Lexical uses in which the preposition phrase with fear(s) functions as a sentence adjunct (Quirk et al. 1985: 503) are illustrated by (17)-(19). In (17) for fear it could be bad news about her missing mother describes the stimulus for the emotional reaction described in the matrix clause, as shown by the fact that it answers the probe ‘why does Kylie shudder when the phone rings?’. This type of lexical use is also found with out of fear, as in (18), where out of fear that one of her French students might recognize her answers the probe ‘why did she weep?’, and with on fears, as in (19), where on fears it might be paying too much answers ‘why did the shares plummet?’ Note that in these examples the answer to the probe is basically ‘for/out of/on fear(s)’. The that-clause that follows fear(s) merely specifies what is feared. In other words, in this lexical use, fear clearly has nominal head status and the that-complement is embedded in the NP (Matthiessen & Thompson 1988; Halliday 1994: 193).

(17) Where are you mum, we love you. KYLIE McDowall shudders when the phone rings for fear it could be bad news about her missing mother. (WBO_OzNews)
(18) she wept out of fear that one of her French students might recognize her (WBO_USNews)
(19) Foster’s shares plummeted to $5.27 on fears it might be paying too much. Speculation had also swirled around Southcorp in the final days before. (WBO_BrNews)

Examples such as (17)-(19) can be formalized as ‘SoA1 [+ sentence adjunct: reason for SoA1= fear of SoA2]’. (SoA is used here as the abbreviation of State of Affairs.) Such unambiguously lexical uses of for/out of/in/on fear(s) are associated mainly with examples in which the matrix describes the reaction of a person, as in (17)-(18), or of a collective, as in (19), to a specific fear.

A second lexical use is constituted by predication adjuncts (see (20)) within the matrix clause, i.e. adjuncts that complete the predicate (Quirk et al. 1985: 503). In (20) what’s going to be on the front page of the paper specifies what the speaker lives in fear of, i.e. what she ‘fears’. Live in fear is a composite predicate (Brinton & Akimoto 1999) and is the result of a lexicalization process. The syntactic analysis of this construction can be represented as ‘SoA (composite predicate [predication adjunct])’.

(20) “I live in dread fear of what ’s going to be on the front page of the paper,” she told the audience. (WBO_USNews)

→ **Material provided**:
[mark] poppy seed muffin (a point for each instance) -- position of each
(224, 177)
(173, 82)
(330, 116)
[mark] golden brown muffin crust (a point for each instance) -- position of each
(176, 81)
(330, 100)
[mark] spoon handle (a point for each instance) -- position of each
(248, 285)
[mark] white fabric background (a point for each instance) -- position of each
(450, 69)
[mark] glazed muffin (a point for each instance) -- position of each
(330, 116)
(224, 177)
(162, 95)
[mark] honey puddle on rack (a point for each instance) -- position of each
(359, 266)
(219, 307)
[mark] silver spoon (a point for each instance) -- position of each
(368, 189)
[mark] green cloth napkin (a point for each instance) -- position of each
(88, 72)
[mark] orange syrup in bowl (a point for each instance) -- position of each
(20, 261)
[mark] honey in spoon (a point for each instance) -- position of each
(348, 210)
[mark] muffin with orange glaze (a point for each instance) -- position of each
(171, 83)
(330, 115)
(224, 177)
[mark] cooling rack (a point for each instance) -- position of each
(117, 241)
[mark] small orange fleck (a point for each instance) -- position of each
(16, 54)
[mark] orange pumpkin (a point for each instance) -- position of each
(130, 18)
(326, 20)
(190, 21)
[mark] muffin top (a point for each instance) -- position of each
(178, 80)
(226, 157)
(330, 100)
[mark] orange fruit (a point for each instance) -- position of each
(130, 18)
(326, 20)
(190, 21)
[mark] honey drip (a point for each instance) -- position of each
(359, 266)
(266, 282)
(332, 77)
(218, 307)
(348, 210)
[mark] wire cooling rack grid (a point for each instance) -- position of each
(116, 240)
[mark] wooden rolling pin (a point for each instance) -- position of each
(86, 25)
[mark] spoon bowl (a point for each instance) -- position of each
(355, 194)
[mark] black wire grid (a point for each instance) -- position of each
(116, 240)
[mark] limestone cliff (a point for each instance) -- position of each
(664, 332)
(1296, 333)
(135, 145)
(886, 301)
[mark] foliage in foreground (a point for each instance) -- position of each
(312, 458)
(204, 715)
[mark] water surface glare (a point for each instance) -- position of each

→ **Exercises**:
a. Answer each question about the excerpt on fear phrases.
(i) In (18), which probe does "out of fear that one of her French students might recognize her" answer?
(ii) What does the abbreviation SoA stand for?
(iii) What kind of predicate is "live in fear"?
b. Sum up the excerpt on fear phrases in two sentences.
Work only from the text; leave the listing aside.

→ **Answers below**:
a.
(i) 'why did she weep?'
(ii) State of Affairs.
(iii) A composite predicate, the result of a lexicalization process.

b. In one lexical use, phrases such as for fear, out of fear and on fears act as sentence adjuncts that give the reason for the reaction in the matrix clause, with fear as the nominal head and the that-clause only specifying what is feared. A second lexical use is the predication adjunct that completes the predicate, as in the composite predicate live in fear, which results from lexicalization.